→ **Recorded information**
- - -
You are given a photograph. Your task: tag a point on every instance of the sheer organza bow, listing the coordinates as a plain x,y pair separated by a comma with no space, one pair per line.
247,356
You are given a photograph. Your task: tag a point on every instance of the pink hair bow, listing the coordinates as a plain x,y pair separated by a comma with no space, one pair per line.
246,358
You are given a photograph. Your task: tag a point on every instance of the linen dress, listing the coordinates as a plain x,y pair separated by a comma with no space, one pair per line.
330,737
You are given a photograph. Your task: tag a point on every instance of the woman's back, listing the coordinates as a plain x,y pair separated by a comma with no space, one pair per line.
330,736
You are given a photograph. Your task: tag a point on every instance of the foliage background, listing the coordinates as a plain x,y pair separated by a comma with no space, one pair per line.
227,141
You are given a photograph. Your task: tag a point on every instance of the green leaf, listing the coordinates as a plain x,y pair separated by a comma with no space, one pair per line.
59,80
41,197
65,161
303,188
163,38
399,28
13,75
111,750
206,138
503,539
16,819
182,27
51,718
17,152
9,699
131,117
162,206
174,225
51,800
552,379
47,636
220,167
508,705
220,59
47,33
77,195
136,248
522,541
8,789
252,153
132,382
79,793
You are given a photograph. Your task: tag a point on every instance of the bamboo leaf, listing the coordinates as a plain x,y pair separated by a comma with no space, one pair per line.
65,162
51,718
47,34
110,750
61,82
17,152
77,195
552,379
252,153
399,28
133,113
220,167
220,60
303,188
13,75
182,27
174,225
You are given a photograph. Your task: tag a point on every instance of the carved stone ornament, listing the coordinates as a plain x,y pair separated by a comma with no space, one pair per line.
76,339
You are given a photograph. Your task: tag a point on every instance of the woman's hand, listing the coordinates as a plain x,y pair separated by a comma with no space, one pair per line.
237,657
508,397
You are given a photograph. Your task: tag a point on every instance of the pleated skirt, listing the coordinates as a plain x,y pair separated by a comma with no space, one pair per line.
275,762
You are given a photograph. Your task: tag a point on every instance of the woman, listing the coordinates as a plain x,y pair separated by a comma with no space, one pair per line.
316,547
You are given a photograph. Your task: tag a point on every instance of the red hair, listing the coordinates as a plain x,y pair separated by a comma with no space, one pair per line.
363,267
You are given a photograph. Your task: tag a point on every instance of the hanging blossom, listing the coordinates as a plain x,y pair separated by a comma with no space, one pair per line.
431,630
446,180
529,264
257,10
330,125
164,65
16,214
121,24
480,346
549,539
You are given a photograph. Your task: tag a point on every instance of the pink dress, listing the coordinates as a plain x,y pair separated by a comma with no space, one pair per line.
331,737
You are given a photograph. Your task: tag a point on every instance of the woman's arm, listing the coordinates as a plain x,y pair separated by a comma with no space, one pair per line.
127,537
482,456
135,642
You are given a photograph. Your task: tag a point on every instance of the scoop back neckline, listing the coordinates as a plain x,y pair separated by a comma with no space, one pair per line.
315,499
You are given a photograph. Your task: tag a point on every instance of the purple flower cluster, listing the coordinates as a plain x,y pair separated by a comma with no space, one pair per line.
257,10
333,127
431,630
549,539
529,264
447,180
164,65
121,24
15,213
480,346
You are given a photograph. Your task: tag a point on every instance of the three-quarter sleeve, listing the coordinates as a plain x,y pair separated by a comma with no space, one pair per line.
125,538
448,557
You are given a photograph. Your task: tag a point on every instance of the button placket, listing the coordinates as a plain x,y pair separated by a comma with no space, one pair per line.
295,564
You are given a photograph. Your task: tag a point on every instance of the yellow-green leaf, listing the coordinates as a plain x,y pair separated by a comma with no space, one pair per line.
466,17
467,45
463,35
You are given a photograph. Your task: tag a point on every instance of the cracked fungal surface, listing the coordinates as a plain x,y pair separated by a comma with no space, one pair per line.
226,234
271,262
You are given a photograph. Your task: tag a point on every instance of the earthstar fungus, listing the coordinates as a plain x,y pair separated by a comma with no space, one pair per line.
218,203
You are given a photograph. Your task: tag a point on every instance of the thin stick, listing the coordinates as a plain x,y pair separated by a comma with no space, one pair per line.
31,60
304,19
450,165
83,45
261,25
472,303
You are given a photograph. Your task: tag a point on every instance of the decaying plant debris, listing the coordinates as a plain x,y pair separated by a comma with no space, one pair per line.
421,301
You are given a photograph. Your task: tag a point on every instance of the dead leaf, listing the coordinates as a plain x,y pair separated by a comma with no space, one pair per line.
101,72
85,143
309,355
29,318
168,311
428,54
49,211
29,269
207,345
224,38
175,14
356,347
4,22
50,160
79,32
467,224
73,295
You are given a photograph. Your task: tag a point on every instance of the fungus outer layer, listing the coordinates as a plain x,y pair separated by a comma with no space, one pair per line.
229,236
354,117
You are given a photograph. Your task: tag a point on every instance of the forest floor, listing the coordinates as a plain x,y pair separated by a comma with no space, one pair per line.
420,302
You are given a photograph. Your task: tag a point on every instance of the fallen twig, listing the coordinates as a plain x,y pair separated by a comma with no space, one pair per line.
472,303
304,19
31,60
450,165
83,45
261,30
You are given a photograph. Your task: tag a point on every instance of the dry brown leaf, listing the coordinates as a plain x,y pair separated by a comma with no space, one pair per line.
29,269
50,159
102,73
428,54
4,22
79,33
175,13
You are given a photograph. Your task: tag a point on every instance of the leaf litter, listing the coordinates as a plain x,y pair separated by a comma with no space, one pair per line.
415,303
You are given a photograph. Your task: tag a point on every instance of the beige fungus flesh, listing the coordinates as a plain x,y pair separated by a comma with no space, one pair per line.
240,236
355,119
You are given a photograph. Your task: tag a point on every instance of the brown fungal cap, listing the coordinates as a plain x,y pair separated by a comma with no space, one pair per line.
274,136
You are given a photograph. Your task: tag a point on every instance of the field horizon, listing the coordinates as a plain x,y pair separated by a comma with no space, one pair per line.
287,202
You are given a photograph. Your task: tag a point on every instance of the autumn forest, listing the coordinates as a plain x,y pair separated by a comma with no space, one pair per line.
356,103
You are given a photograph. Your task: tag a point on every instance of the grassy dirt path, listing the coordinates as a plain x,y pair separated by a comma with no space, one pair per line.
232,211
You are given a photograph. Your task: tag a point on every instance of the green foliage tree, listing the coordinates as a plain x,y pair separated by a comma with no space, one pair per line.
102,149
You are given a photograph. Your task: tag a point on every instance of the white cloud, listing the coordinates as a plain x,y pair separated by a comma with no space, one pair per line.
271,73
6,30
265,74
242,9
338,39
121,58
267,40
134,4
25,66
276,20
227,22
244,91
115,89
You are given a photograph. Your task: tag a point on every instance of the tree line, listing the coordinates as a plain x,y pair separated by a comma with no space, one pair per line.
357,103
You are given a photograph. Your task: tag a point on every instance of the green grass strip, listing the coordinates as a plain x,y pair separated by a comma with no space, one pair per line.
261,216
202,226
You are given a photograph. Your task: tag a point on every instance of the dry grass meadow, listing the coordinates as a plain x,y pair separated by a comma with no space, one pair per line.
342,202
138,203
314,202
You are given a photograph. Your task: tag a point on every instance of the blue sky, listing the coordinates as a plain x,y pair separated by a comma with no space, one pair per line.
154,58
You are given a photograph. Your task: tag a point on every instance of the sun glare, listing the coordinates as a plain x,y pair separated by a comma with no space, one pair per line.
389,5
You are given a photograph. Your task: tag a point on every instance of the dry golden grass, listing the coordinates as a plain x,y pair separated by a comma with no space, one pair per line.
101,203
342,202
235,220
- - -
→ **Exercise prompt**
Using the exact wording, write out all of the records.

→ **Final result**
You are given a photograph. Your task: tag a point on every instance of the sheer organza bow, listing the coordinates as a plain x,y pair separated by a comma with no space, one pair per line.
247,356
You are given a photograph. Your task: tag a point on every instance of the pink hair bow, listing the coordinates as a plain x,y pair separated by a comma with no space, one pair per line.
246,358
You are given a photograph. Your task: tag a point on every instance of the linen dress, listing the coordinates as a plain x,y pair separated by a comma with no space, one pair per line.
330,737
You are given a photograph. Your task: tag a point on every instance of the woman's back, listing the coordinates as a plain x,y pair separated by a comma with no space, one pair per line.
330,736
You are given a photograph. Your task: tag a point on every instance of the foliage background, listing the coordinates as a plain x,y pair separated by a comma with no space, one pair per line.
227,141
You are given a photograph. Your task: tag a point on every instance of the green leaf, listing the coordinates as a plain x,y pair separated by a comma with no space, one pair per line.
59,80
41,197
65,161
303,188
163,38
399,28
13,75
111,750
206,138
503,539
16,819
182,27
51,718
17,152
9,699
131,117
162,206
174,225
51,800
552,379
47,636
220,167
508,705
220,59
47,33
77,195
136,248
522,541
8,789
252,153
132,382
79,793
You are given a photograph. Your task: tag a point on every instance of the bamboo leaf, listing the coordinates as a plain x,y pair separated by a comma with no space, one pair per line.
65,162
51,718
47,34
110,750
61,82
17,152
77,195
552,379
252,153
399,28
133,113
220,167
220,60
303,188
13,75
182,27
174,225
You are given a photograph. Your task: tag a point on every instance of the carved stone ornament, listing the coordinates as a plain x,y pair separated by a comma with no space, one pair per line.
76,339
You are given a photograph. Your task: tag a point on every instance of the woman's hand, listing the coordinates as a plain x,y pair separated by a comma with no space, one pair per line.
237,657
508,397
You are given a photograph. Your task: tag a point on every instance of the pleated skirt, listing the coordinates as a plain x,y pair separated by a comma with no space, one pair per line.
275,762
You are given a photograph. Your task: tag a point on every instance of the woman, listing the coordinates as a plain x,y pair separated by a comma with no space, one pair per line.
316,547
You are given a photograph. Your task: tag a point on every instance of the red hair, listing the coordinates as a plain x,y pair separated by a comma with no space, one pair per line.
363,267
You are given a photograph. Your task: tag a point on every instance of the hanging blossom, listing the coordinates as a plain x,y pair separated by a comma with no space, one pair per line.
431,630
446,180
529,264
257,10
330,125
164,65
16,214
121,24
480,346
549,539
You are given a photograph. Your task: tag a point on every instance of the pink dress, listing the coordinates as a plain x,y pair separated by a comma with no space, one pair per line.
331,737
You are given a photograph. Your task: tag a point on every instance of the woman's arm, listing the coordinates as a plain x,y pair separated by a comma with no space, one pair per line.
127,537
482,456
135,642
You are given a photograph. Your task: tag a point on every instance of the scoop back neckline, listing the coordinates as a plain x,y pair separated by a comma with no space, one pair per line.
315,499
You are given a photograph. Your task: tag a point on every instance of the purple flower cluster, listing the coordinates as a plain x,y pair separated by a comma with no space, one pair per line.
257,10
333,127
431,630
549,539
529,264
447,180
164,65
121,24
15,213
480,346
You are given a photograph. Your task: tag a point on every instance of the three-quarter sleeve, listing the coordinates as a plain x,y pair separated by a comma with no space, one pair per line.
125,538
448,557
You are given a photograph. Your task: tag a point on every instance of the button placket, listing the coordinates as a plain x,y pair separated by a comma with no space, one pair per line.
295,564
You are given a photograph. Your task: tag a point on every instance of the yellow-green leaf, listing the coordinates as a plain x,y pair separated by a comma with no space, one pair per line.
466,17
467,45
463,35
You are given a photograph. Your task: tag a point on every instance of the cracked fungal surface, listing the coordinates as a plain x,y pair separated by a comma with no space, one pair per line.
226,234
271,262
You are given a photograph. Your task: tag a point on every instance of the earthstar fungus, listing the coordinates as a plain x,y pair separated by a comma with no space, one pair per line.
218,203
You are given a photograph. Your task: tag a point on every instance of the thin stick, listing the coordinates as a plain x,y pair separated by a comma with no space, one pair per line.
31,60
304,19
450,165
83,45
261,25
472,303
You are given a photograph. Your task: tag a point on every instance of the decaying plant debris, listing the coordinates as a plain x,y pair separated by a comma with no space, one pair per line.
421,301
You are given a photograph. Your task: tag a point on every instance of the dead leaf, listing the coordinates as a plain x,y pair separated by a comma with no space, one pair per line.
101,72
85,143
309,355
29,318
168,311
428,54
49,211
29,269
207,345
224,38
175,14
356,347
4,22
50,160
79,32
467,224
73,295
You are given a photograph. Your task: tag a point on every instance of the fungus outer layer, listing the coordinates as a plain x,y pair separated by a comma with no space, one pair per line.
229,236
354,117
You are given a photograph. Your task: tag a point on every instance of the forest floor, listing the coordinates as a plain x,y pair separated by a comma with no space, one pair per line.
420,302
You are given a photograph. Your task: tag a point on every instance of the fallen twig, listing the coordinates as a plain x,y pair separated by a comma with no space, one pair per line.
472,303
304,19
31,60
450,165
83,45
261,30
You are given a photograph. Your task: tag a point on every instance of the dry brown leaf, listing the coordinates as a plain x,y pair separated by a comma with no space, one pair per line.
29,269
50,159
102,73
428,54
4,22
79,33
175,13
You are given a photograph. Your task: tag a point on every instance of the leaf litter, listing the coordinates as a plain x,y pair separated by a comma with no space, one pair per line.
415,303
You are given a photograph. Your task: tag a point on every instance of the beige fungus flesh, listing the coordinates as a plain x,y pair separated by a comma with no space, one pair per line.
240,236
355,119
You are given a photograph. Your task: tag a point on every instance of the brown fungal cap, listing the coordinates as a plain x,y pair separated by a comma with no space, one pair per line.
274,136
You are given a photograph. Your task: tag a point on every instance of the field horizon, listing the coordinates as a plain x,y pair separated by a comma with no space, one pair per line.
287,202
You are given a photograph. Your task: tag a point on every instance of the autumn forest, listing the coordinates as a plain x,y pair separated by a comma with no space, one pair per line.
356,103
You are given a photograph. Your task: tag a point on every instance of the grassy dirt path, listing the coordinates as a plain x,y pair separated by a comma with no space, one pair per line.
232,211
You are given a photograph. Your task: tag a point on every instance of the green foliage tree, listing the coordinates as a plain x,y pair separated by a comma with no space, one pair per line.
102,149
You are given a photograph. Your task: tag a point on every instance of the white cloud, listing the coordinates as a plain x,y pair separated by a comma with no space, one pair per line.
271,73
6,30
265,74
242,9
338,39
121,58
267,40
134,4
25,66
276,20
227,22
244,91
115,89
You are given a photograph. Your task: tag a point on every instance of the tree line, listing the coordinates as a plain x,y pair separated by a comma with no space, one pair per line.
357,103
You are given a photograph. Your task: tag a point on every instance of the green grass strip, listing the coordinates as a plain x,y pair separated by a comma with no space, one pair per line.
261,216
202,226
You are given a photograph. Your task: tag a point on every instance of the dry grass meadow, listing the coordinates as a plain x,y pair separated by a comma with no space, one pair per line.
342,202
138,203
314,202
You are given a photograph. Your task: tag a point on every instance of the blue sky, listing the coordinates as a plain x,y pair separated by a comma with no space, one pair per line.
154,58
You are given a photograph. Your task: tag a point on every instance of the sun glare, listing the coordinates as a plain x,y pair separated by a comma with no space, one pair per line.
389,5
You are given a photograph. Your task: tag a point on every instance of the dry golden grass, listing the coordinates as a plain x,y pair separated by a comma with no space, one pair per line.
101,203
342,202
235,220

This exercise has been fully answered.